#### Task input

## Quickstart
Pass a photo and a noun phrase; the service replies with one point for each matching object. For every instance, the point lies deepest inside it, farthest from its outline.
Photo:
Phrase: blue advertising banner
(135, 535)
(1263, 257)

########
#### Task input

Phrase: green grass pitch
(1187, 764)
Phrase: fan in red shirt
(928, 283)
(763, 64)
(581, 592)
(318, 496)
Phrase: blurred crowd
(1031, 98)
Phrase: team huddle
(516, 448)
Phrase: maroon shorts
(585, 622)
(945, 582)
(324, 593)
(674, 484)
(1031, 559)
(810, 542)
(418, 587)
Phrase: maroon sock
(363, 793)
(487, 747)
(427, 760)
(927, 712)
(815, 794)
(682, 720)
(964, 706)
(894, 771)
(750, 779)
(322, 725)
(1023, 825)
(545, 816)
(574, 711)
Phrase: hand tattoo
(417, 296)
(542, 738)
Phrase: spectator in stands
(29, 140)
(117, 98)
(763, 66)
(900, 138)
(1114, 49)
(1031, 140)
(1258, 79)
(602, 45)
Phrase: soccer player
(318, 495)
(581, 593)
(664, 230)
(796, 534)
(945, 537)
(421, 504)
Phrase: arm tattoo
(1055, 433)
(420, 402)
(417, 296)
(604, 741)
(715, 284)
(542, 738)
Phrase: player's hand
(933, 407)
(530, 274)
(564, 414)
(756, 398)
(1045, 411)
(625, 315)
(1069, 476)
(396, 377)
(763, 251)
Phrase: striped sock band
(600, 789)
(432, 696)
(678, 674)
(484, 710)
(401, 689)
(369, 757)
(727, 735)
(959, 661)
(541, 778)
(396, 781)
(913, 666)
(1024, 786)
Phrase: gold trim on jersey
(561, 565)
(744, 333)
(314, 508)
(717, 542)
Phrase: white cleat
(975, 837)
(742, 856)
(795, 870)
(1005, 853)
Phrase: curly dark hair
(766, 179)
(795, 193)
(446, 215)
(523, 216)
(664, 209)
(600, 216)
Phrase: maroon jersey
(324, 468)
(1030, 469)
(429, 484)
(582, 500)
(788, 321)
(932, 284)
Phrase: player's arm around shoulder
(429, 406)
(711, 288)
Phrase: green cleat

########

- [Work to do]: Please edit the data beginning at the line that has "Phrase: striped sock band" and stopping after the line that has "Phrase: green cleat". Replace "curly dark hair" with "short dark hair" and leave everything else unchanged.

- [Complete output]:
Phrase: striped sock band
(600, 789)
(432, 696)
(678, 674)
(484, 710)
(401, 689)
(369, 757)
(727, 735)
(959, 661)
(541, 778)
(396, 781)
(913, 666)
(1024, 786)
Phrase: gold trim on jersey
(561, 565)
(744, 333)
(314, 508)
(717, 542)
Phrase: white cleat
(975, 837)
(742, 856)
(795, 870)
(1005, 853)
Phrase: short dark hair
(766, 179)
(795, 193)
(446, 215)
(523, 216)
(664, 209)
(600, 216)
Phrase: maroon jersey
(324, 468)
(1030, 469)
(429, 484)
(582, 500)
(788, 321)
(932, 284)
Phrase: player's arm around shoulder
(429, 406)
(711, 288)
Phrase: green cleat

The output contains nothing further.